- [WORK TASK]
Your response must be the entire set of entries, reproduced word for word.

(Stored dataset items)

= Beginning of Section =

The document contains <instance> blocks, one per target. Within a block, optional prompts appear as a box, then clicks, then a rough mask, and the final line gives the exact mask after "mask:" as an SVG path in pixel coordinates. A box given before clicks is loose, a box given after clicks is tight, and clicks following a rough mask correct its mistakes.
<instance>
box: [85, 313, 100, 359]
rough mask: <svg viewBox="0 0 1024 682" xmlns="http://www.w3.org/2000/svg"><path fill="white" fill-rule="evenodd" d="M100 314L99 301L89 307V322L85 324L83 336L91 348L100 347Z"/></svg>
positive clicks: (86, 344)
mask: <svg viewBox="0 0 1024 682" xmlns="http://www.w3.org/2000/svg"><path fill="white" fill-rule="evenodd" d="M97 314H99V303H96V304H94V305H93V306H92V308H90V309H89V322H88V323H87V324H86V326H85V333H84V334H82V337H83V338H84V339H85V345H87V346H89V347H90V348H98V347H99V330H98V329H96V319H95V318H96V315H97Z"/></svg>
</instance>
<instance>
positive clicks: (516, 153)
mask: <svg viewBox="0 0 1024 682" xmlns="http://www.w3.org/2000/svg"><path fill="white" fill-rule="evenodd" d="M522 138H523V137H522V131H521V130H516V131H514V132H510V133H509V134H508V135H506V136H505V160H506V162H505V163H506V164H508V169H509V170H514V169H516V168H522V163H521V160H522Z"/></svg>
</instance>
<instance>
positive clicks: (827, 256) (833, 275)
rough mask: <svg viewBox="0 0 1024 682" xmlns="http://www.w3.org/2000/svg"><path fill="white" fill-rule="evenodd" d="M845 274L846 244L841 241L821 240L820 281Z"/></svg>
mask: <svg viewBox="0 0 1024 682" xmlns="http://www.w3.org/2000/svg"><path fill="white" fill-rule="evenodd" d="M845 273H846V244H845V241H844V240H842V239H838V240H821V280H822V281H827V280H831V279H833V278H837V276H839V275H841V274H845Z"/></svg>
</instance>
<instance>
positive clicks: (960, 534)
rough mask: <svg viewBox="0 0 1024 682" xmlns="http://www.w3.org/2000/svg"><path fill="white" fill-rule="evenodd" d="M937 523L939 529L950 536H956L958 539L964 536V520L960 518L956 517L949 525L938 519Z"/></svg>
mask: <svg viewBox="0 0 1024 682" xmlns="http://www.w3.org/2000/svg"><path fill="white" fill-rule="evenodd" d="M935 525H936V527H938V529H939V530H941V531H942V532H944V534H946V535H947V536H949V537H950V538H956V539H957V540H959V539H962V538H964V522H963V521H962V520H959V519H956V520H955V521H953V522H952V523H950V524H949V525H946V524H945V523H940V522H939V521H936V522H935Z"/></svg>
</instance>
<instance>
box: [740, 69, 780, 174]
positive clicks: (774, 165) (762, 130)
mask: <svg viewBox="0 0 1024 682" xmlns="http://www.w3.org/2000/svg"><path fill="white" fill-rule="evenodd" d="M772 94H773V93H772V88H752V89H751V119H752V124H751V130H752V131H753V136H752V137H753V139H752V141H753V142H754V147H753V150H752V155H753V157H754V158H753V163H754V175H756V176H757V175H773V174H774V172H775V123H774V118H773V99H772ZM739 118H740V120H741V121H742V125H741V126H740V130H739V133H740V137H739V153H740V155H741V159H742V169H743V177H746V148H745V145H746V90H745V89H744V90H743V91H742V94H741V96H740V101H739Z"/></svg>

= End of Section =

- [OUTPUT OF THE EXERCISE]
The document contains <instance> blocks, one per target. Within a block, optional prompts appear as a box, then clicks, then a rough mask, and the final line gives the exact mask after "mask:" as an SVG path in pixel coordinates. A box given before clicks is loose, a box given after clicks is tight, and clicks following a rough mask correct its mistakes.
<instance>
box: [85, 313, 100, 359]
rough mask: <svg viewBox="0 0 1024 682" xmlns="http://www.w3.org/2000/svg"><path fill="white" fill-rule="evenodd" d="M100 314L99 301L89 307V322L85 324L83 336L91 348L100 347Z"/></svg>
positive clicks: (86, 344)
mask: <svg viewBox="0 0 1024 682" xmlns="http://www.w3.org/2000/svg"><path fill="white" fill-rule="evenodd" d="M97 314H99V303H96V304H94V305H93V306H92V308H90V309H89V322H88V323H87V324H86V326H85V333H84V334H82V337H83V338H84V339H85V345H87V346H89V347H90V348H98V347H99V330H98V329H96V319H95V318H96V315H97Z"/></svg>
</instance>
<instance>
positive clicks: (516, 153)
mask: <svg viewBox="0 0 1024 682" xmlns="http://www.w3.org/2000/svg"><path fill="white" fill-rule="evenodd" d="M522 138H523V137H522V131H521V130H516V131H514V132H510V133H509V134H508V135H506V136H505V160H506V162H505V163H506V164H508V169H509V170H514V169H516V168H522V163H521V160H522Z"/></svg>
</instance>
<instance>
positive clicks: (827, 256) (833, 275)
rough mask: <svg viewBox="0 0 1024 682" xmlns="http://www.w3.org/2000/svg"><path fill="white" fill-rule="evenodd" d="M845 274L846 244L841 241L821 240L820 281Z"/></svg>
mask: <svg viewBox="0 0 1024 682" xmlns="http://www.w3.org/2000/svg"><path fill="white" fill-rule="evenodd" d="M845 273H846V244H845V241H844V240H842V239H838V240H821V280H822V281H827V280H831V279H833V278H837V276H839V275H841V274H845Z"/></svg>
</instance>
<instance>
positive clicks: (960, 534)
rough mask: <svg viewBox="0 0 1024 682" xmlns="http://www.w3.org/2000/svg"><path fill="white" fill-rule="evenodd" d="M937 523L939 529L950 536H956L958 539L964 536V520L960 518L956 517L949 525L938 519Z"/></svg>
mask: <svg viewBox="0 0 1024 682" xmlns="http://www.w3.org/2000/svg"><path fill="white" fill-rule="evenodd" d="M935 525H936V527H938V529H939V530H941V531H942V532H944V534H946V535H947V536H949V537H950V538H956V539H957V540H959V539H962V538H964V522H963V521H962V520H959V519H956V520H955V521H953V522H952V523H950V524H949V525H946V524H945V523H940V522H939V521H936V522H935Z"/></svg>
</instance>
<instance>
box: [740, 69, 780, 174]
positive clicks: (774, 165) (762, 130)
mask: <svg viewBox="0 0 1024 682" xmlns="http://www.w3.org/2000/svg"><path fill="white" fill-rule="evenodd" d="M772 94H773V93H772V88H752V89H751V119H752V124H751V130H752V131H753V136H752V137H753V139H752V141H753V142H754V147H753V150H752V155H753V157H754V158H753V163H754V175H756V176H757V175H773V174H774V172H775V123H774V118H773V99H772ZM739 118H740V120H741V121H742V125H741V126H740V130H739V133H740V137H739V153H740V155H741V159H742V169H743V177H746V148H745V145H746V90H745V89H744V90H743V91H742V94H741V96H740V101H739Z"/></svg>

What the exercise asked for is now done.